-- Reading passage follows --

In New Zealand, catering is often on a grand scale. When we – two adults, two smallies – come to visit, we stay with the Kiwi’s parents – another two adults. And then there’s the four sisters, their four husbands and another five kids aged from 6 years down to 7 months.

Have you kept count? That’s a total of 12 adults and six children, plus a happy, jolly baby who’s just started on solids, so she’s the easy one.

Everyone else? Well, it has to be said – we do spend a lot of time in the kitchen. But it’s never a slog because there are always plenty of hands to help, glorious summertime ingredients to play with and ideas to riff on. This year there was a rota, dividing dinner time catering between the various families, and we ate good.

I love the chatter and busyness that happens as everyone preps their dishes, leaning over the worktop to check out someone’s scribbled notes or emailing recipes as we cook

With the kids occupied elsewhere – they all know if they come near me complaining of hunger, I whip out a bowl of carrot sticks – cooking is a pure joy. I love the chatter and busyness that happens as everyone preps their dishes, leaning over the worktop to check out someone’s scribbled notes or emailing recipes as we cook. (Ladies, I’m still looking for the recipe of the crunchy noodle Chinese salad. You can send on that luscious pulled pork one too, while you’re at it.) And there’s always plenty of beach time too.

I come home, every time, with sheaves of photocopied pages, dog-eared food magazines, stacks of food photos and even a few cookbooks. New inspiration! At least until I get back and the realities of post-holiday blues and rain and cold and root vegetables hit home…

Lemon barley + roast broccoli, beetroot and clementine salad

Add some sunshine to your life no matter where in the world you are with this substantial salad. It positively invites variations: use buckwheat, brown rice, quinoa or coarse bulgur wheat as the base grain; roast spiced carrots, squash or cauliflower in addition to, or with the vegetables mentioned below. This is a vegan-friendly variation, but strew with crumbled feta if you’re feeling the need for more protein. Serves 4.

-- Reading passage concluded --
-- Information follows --

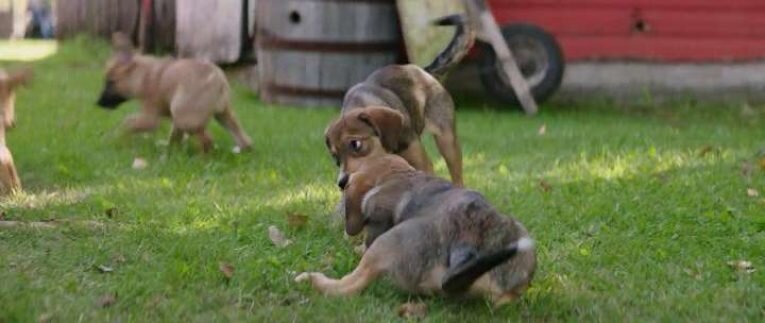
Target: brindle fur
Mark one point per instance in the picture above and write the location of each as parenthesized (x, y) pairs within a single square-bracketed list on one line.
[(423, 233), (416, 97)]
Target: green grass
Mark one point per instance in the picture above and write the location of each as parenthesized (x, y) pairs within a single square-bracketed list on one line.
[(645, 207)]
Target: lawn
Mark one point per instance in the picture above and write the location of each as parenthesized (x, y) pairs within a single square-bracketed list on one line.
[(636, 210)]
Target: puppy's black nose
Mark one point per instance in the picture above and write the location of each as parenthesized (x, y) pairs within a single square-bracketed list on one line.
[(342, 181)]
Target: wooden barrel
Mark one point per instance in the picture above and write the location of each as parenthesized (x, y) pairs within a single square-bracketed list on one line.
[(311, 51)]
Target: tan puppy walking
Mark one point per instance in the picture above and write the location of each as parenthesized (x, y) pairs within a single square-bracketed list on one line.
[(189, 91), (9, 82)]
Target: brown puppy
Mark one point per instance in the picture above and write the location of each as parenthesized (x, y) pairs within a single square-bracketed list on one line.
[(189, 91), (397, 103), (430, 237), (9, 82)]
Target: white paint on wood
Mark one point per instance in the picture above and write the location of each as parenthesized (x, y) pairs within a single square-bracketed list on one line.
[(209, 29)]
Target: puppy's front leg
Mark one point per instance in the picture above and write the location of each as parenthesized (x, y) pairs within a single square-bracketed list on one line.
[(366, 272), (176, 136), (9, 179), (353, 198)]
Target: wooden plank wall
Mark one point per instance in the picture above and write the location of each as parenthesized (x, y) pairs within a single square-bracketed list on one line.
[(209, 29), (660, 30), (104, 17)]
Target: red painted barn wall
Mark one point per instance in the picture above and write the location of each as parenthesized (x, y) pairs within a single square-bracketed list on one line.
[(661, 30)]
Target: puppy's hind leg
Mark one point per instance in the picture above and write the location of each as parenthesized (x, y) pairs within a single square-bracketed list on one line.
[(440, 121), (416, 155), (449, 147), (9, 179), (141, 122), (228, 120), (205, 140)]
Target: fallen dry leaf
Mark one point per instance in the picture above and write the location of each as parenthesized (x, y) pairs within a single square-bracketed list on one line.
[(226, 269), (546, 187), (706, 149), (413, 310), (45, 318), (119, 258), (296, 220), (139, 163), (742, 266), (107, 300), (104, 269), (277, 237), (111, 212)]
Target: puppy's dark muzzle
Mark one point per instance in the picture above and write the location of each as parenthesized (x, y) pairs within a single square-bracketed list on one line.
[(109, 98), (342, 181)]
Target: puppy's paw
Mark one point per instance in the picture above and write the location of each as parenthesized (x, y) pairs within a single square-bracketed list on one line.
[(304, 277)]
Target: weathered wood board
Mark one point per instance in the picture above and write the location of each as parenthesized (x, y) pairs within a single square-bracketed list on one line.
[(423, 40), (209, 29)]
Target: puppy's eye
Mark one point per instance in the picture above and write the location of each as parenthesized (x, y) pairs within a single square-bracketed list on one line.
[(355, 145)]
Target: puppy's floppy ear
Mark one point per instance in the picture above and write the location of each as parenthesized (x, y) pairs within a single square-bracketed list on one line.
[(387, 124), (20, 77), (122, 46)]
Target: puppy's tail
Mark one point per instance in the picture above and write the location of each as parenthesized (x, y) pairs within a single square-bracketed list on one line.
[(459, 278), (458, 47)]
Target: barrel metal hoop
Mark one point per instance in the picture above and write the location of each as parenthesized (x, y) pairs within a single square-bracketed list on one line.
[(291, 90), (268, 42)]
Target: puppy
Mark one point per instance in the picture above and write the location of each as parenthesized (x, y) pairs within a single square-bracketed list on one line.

-- Information concluded --

● Brief A
Reproduce the New Zealand family cooking piece word for word between "Everyone else? Well, it" and "we ate good.", inclusive.
● Brief B
Pick up the New Zealand family cooking piece after its last sentence and continue writing it.
The data is separate material and has no connection to the New Zealand family cooking piece.

● Expected output A
Everyone else? Well, it has to be said – we do spend a lot of time in the kitchen. But it’s never a slog because there are always plenty of hands to help, glorious summertime ingredients to play with and ideas to riff on. This year there was a rota, dividing dinner time catering between the various families, and we ate good.

● Expected output B
  • 250g pearl barley, rinsed
  • Zest and juice of 1½ lemons
  • 500g beetroot, scrubbed
  • 6 tablespoons olive oil
  • 2 tablespoons balsamic vinegar
  • Sea salt, freshly ground black pepper
  • 2 red onions, peeled
  • 2 clementines, skin scrubbed
  • 500g broccoli
  • Preheat oven to 220C.

    Place barley and 450ml water into a saucepan. Squeeze in the juice of half a lemon and add a good pinch of salt. Bring to the boil over a medium heat, cover and reduce heat to low. Cook for 15-20 minutes, or until tender. Remove from heat and let stand, covered for five minutes. Drain any excess water.

    Meanwhile, peel the beetroot and cut into 2cm wedges. Wear gloves for this or just wear your red hands with pride. Toss with 2 tablespoons olive oil, the balsamic vinegar and season well. Spread across a large roasting dish, place in the oven and roast for 10 minutes while cutting the red onions and clementines (leave the skin on) into 2cm wedges. Add to the beetroot, toss well and return to the oven for a further 20 minutes until tender.

    While all that is going on in the oven, cut the broccoli into bite-sized florets, peeling any tough bits of stalk before chopping it into 2cm strips. Toss the broccoli with 2 tablespoons olive oil, salt and lots of black pepper. Spread it out on a baking tray and roast for about 15-20 minutes until tender and toothsome, the edges of the florets starting to brown.

    Whisk the lemon zest and rest of the lemon juice with the last 2 tablespoons of olive oil, season well and stir through the barley.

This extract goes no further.